TEXT EXCERPT:
========================

SRE Simulator is a training product that turns incident response into a hands-on game. An AI Dungeon Master generates realistic Kubernetes and OpenShift incidents, and players investigate and resolve them using a structured SRE method.
- Practice real-world Kubernetes and OpenShift troubleshooting in a safe environment.
- Reinforce disciplined investigation phases instead of random command spam.
- Build confidence in incident handling across junior to principal levels.
- Measure decision quality with objective scoring, not only final outcome.
- AI-generated break-fix scenarios at three difficulty levels.
- Guided investigation workflow: Reading -> Context -> Facts -> Theory -> Action.
- Chat-driven command support with terminal-style execution feedback.
- Dashboard context panels for cluster signals and incident clues.
- Score tracking for efficiency, safety, documentation, and accuracy.
- Leaderboard to compare performance over time.
- Choose a difficulty and get an incident ticket.
- Investigate via chat, commands, and dashboard context.
- Build and test hypotheses using observed evidence.
- Apply the fix and complete the scenario.
- Review score quality and improvement areas.
git clone https://github.com/tuxerrante/SRESimulator.git
cd SRESimulator
make install
make devOpen http://localhost:3000 in your browser.
If SRE Simulator has helped you learn, demo, or teach incident response, and you would like to support my work on it, you can do that here:
- GitHub Sponsors: @tuxerrante
- Ko-fi: alessandroaffinito
- Buy Me a Coffee: tuxerrante
- Amazon wishlist: gift cards and project gear
- Preview cleanup of generated artifacts in worktrees older than 14 days:
make cleanup-worktrees-dry-run - Remove cached modules, coverage, and build output from old worktrees:
make cleanup-worktrees - Install a weekly macOS
launchdjob (Sunday at 04:00 local time) that runs the same cleanup automatically:make install-weekly-worktree-cleanup - Remove the weekly cleanup job:
make uninstall-weekly-worktree-cleanup
Production-style semver deployments now target AKS by default. That path
uses GHCR images, Envoy Gateway on the existing static public IP, and the
custom hostname https://play.sresimulator.osadev.cloud. The frontend stays on
a cluster-internal ClusterIP service, while the backend remains private and
is reached only through the frontend's same-origin proxy. Azure SQL-backed
backend scaling still activates when DB_SECRET_NAME is provided.

========================

SOURCE DATA:
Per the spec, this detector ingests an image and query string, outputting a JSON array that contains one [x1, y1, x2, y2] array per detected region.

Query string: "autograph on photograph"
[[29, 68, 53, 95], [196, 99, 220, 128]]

========================

DIRECTIVES:
**1)** Summarize the SRE Simulator overview in two sentences.
**2)** Please extend the SRE Simulator overview, picking up after its final sentence.
The material isn't needed for what comes next.

RESPONSES TO THE TASKS:
**1)** SRE Simulator is a training product in which an AI Dungeon Master generates realistic Kubernetes and OpenShift incidents that players investigate and resolve through a guided Reading -> Context -> Facts -> Theory -> Action workflow, with scoring for efficiency, safety, documentation, and accuracy. It can be run locally with make install and make dev, and production-style semver deployments now target AKS by default.

**2)**
The explicit AKS rollback path is still publicService mode, which promotes
only the frontend back to a public LoadBalancer service without changing the
rest of the deployment workflow. The previous ARO deployment flow remains
supported as a platform fallback; switch between platforms with
CLUSTER_FLAVOR=aks|aro locally or PROD_CLUSTER_FLAVOR=aks|aro in GitHub
Actions.
Most customer-managed Azure resources remain in the main resource group. The only expected exception is the AKS-managed node resource group, which Azure creates automatically.
Production Sentry rollout is wired through Helm values rather than image
rebuilds. frontend.sentry.* populates deployed NEXT_PUBLIC_SENTRY_*
container env. Browser Sentry initialization reads a runtime bootstrap script
from the same-origin telemetry route and initializes once that config is
available, keeping enablement runtime-driven without freezing config at build
time. backend.sentry.* continues to drive the server-side SENTRY_* env
directly. Keep both disabled until the production DSNs are available, and
leave the frontend replay sample rates at 0 for launch unless production
volume proves it is safe to raise them.
Browser source-map upload is separate from runtime enablement: the frontend
build uploads source maps only when SENTRY_AUTH_TOKEN, SENTRY_ORG, and
SENTRY_PROJECT are present at build time. If you set SENTRY_RELEASE, treat
it as a build-time release only: it must exactly match the uploaded artifact
release, otherwise omit it entirely. Builds still succeed without these
variables, but source-map upload stays disabled.
Use generic test events only as ingest smoke checks; verify actor/session/ request correlation with a request-driven chat or command failure through the deployed same-origin proxy path.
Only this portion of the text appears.